◆ Required work: Could you give every output line for the data below as one numbered list, with any blank lines left out?

◆ Provided material:
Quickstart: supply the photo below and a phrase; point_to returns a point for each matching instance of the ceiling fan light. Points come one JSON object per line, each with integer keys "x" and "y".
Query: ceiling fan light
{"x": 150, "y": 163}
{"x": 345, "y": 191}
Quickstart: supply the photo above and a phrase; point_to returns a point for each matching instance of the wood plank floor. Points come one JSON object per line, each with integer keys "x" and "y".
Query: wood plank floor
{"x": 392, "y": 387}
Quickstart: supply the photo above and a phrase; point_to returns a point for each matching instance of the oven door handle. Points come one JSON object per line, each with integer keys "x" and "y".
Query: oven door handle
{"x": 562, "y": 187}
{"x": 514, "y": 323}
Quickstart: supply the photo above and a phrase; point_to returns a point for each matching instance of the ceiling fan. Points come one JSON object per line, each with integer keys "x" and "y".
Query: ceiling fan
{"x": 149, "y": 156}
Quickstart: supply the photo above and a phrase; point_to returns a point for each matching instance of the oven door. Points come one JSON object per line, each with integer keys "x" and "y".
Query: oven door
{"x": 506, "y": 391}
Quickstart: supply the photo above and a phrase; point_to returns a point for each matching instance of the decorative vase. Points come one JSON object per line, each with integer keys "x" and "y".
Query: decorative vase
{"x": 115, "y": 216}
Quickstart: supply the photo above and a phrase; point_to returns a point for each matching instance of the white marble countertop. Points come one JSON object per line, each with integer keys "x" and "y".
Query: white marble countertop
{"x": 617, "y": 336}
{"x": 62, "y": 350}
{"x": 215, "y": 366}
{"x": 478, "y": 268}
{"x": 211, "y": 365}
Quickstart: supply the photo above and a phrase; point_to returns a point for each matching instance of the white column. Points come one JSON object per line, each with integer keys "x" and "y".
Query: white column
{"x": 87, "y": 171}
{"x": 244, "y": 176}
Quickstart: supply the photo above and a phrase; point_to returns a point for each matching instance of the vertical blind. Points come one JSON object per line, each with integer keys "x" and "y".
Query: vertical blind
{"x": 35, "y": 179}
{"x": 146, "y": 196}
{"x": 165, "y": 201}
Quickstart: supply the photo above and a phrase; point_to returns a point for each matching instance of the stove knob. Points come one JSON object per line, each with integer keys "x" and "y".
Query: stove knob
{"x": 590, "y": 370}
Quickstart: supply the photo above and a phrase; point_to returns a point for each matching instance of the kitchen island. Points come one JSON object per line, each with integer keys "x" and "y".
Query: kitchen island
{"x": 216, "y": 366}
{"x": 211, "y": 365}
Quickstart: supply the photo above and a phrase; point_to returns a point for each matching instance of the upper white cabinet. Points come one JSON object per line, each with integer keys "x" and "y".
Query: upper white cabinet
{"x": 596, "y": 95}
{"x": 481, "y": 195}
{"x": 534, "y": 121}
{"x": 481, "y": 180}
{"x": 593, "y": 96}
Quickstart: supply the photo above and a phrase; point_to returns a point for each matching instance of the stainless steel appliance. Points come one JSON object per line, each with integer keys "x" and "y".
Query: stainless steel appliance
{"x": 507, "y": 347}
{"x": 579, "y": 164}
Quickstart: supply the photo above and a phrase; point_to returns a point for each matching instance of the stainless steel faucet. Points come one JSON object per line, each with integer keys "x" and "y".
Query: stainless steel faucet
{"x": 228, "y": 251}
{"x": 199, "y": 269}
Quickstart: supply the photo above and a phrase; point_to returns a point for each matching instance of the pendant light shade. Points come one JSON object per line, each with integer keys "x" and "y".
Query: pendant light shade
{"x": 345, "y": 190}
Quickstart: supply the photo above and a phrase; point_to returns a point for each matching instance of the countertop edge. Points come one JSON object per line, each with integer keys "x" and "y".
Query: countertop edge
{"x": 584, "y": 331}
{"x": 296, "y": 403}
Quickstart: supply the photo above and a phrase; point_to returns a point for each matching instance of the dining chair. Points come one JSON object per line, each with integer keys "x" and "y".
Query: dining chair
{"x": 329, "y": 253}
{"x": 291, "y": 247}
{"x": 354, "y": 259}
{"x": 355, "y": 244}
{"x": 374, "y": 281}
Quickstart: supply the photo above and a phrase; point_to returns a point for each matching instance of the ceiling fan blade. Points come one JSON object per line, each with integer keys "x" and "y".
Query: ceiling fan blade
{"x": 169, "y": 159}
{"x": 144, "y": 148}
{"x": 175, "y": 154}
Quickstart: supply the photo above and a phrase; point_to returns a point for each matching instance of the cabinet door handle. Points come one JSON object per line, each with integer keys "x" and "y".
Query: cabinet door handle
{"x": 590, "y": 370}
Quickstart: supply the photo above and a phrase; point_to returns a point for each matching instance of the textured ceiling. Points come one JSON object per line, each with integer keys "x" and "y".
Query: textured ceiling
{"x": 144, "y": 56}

◆ Task solution:
1. Quickstart: supply the photo below and a phrase; point_to returns a point for each matching instance of the ceiling fan light. Points come one JSON object per line, each with integer keys "x" and "y".
2. Query: ceiling fan light
3. {"x": 150, "y": 163}
4. {"x": 345, "y": 191}
5. Quickstart: supply the photo above and a phrase; point_to returns a point for each matching instance of the wood plank floor. Points come one JSON object per line, each with integer keys "x" and "y".
6. Query: wood plank floor
7. {"x": 392, "y": 387}
8. Quickstart: supply the photo above and a phrase; point_to returns a point for each matching instance of the oven door handle. Points come one JSON object per line, each with integer keys "x" and "y".
9. Query: oven door handle
10. {"x": 562, "y": 187}
11. {"x": 514, "y": 323}
12. Quickstart: supply the photo above and a phrase; point_to returns a point for each matching instance of the ceiling fan. Points come one JSON object per line, each with integer keys "x" and "y".
13. Query: ceiling fan
14. {"x": 149, "y": 156}
15. Quickstart: supply the photo above and a phrase; point_to returns a point for each matching instance of the oven door. Points come one JSON object per line, each with integer keys "x" and "y".
16. Query: oven door
17. {"x": 506, "y": 391}
18. Quickstart: supply the photo above and a phrase; point_to returns a point for each matching instance of the decorative vase. Points come one JSON object per line, each with integer keys "x" and "y".
19. Query: decorative vase
20. {"x": 115, "y": 216}
21. Quickstart: supply the photo above and a phrase; point_to returns a point for each matching instance of the white marble countertop. Points come one JSON object per line, each with integer keys "x" and "y".
22. Query: white marble countertop
23. {"x": 617, "y": 336}
24. {"x": 62, "y": 350}
25. {"x": 215, "y": 366}
26. {"x": 478, "y": 268}
27. {"x": 211, "y": 365}
28. Quickstart: supply the photo above and a phrase; point_to returns a point for each matching instance of the white column. Points come one JSON object per line, each with integer keys "x" and "y".
29. Query: white column
30. {"x": 87, "y": 171}
31. {"x": 244, "y": 176}
32. Quickstart: supply the photo above and a phrase; point_to returns a point for each matching instance of the vertical blind. Points come one JSON object per line, each with integer keys "x" and "y".
33. Query: vertical blind
34. {"x": 35, "y": 179}
35. {"x": 146, "y": 196}
36. {"x": 165, "y": 201}
37. Quickstart: supply the photo above and a phrase; point_to returns a point for each matching instance of the stove knob. Points come one JSON object per line, each with integer keys "x" and "y".
38. Query: stove knob
39. {"x": 590, "y": 370}
40. Quickstart: supply the photo above and a phrase; point_to returns a point for each matching instance of the kitchen island. Points come one JSON object per line, each with integer keys "x" and "y".
41. Query: kitchen island
42. {"x": 216, "y": 366}
43. {"x": 211, "y": 365}
44. Quickstart: supply the photo above and a phrase; point_to returns a point for each matching instance of the upper white cabinet. Points come one JSON object per line, each with integer keys "x" and "y".
45. Query: upper white cabinet
46. {"x": 596, "y": 95}
47. {"x": 481, "y": 195}
48. {"x": 534, "y": 121}
49. {"x": 481, "y": 180}
50. {"x": 593, "y": 96}
51. Quickstart: supply the photo above and a phrase; point_to returns a point for each matching instance of the stainless steel appliance. Points come one JSON object per line, each with integer keys "x" and "y".
52. Query: stainless steel appliance
53. {"x": 507, "y": 347}
54. {"x": 579, "y": 164}
55. Quickstart: supply the photo above and a phrase; point_to returns a point for each matching instance of the stainless steel faucet. Points come one JSON object per line, each with integer keys "x" and "y".
56. Query: stainless steel faucet
57. {"x": 228, "y": 251}
58. {"x": 199, "y": 269}
59. Quickstart: supply the photo above and a phrase; point_to returns a point for each matching instance of the pendant light shade. Points come one JSON object per line, each with integer keys "x" and "y".
60. Query: pendant light shade
61. {"x": 345, "y": 190}
62. Quickstart: supply the photo above and a phrase; point_to returns a point for each matching instance of the countertop edge. Points come one JSON object per line, each with integer keys "x" and "y".
63. Query: countertop edge
64. {"x": 584, "y": 331}
65. {"x": 296, "y": 403}
66. Quickstart: supply the photo above and a phrase; point_to returns a point for each matching instance of the dining chair. Points come one JSON object per line, each with integer keys "x" and "y".
67. Query: dining chair
68. {"x": 329, "y": 253}
69. {"x": 291, "y": 247}
70. {"x": 354, "y": 259}
71. {"x": 355, "y": 244}
72. {"x": 374, "y": 281}
73. Quickstart: supply the photo above and a phrase; point_to returns a point for each matching instance of the ceiling fan blade. Points come one JSON object per line, each with integer keys "x" and "y".
74. Query: ceiling fan blade
75. {"x": 169, "y": 159}
76. {"x": 144, "y": 148}
77. {"x": 175, "y": 154}
78. Quickstart: supply the photo above and a phrase; point_to returns a point for each matching instance of the cabinet door handle. Points come one JSON object per line, each with integer keys "x" and "y".
79. Query: cabinet door handle
80. {"x": 590, "y": 370}
81. Quickstart: supply the photo above and a phrase; point_to returns a point for each matching instance of the textured ceiling. Points come one JSON object per line, each with integer keys "x" and "y".
82. Query: textured ceiling
83. {"x": 144, "y": 56}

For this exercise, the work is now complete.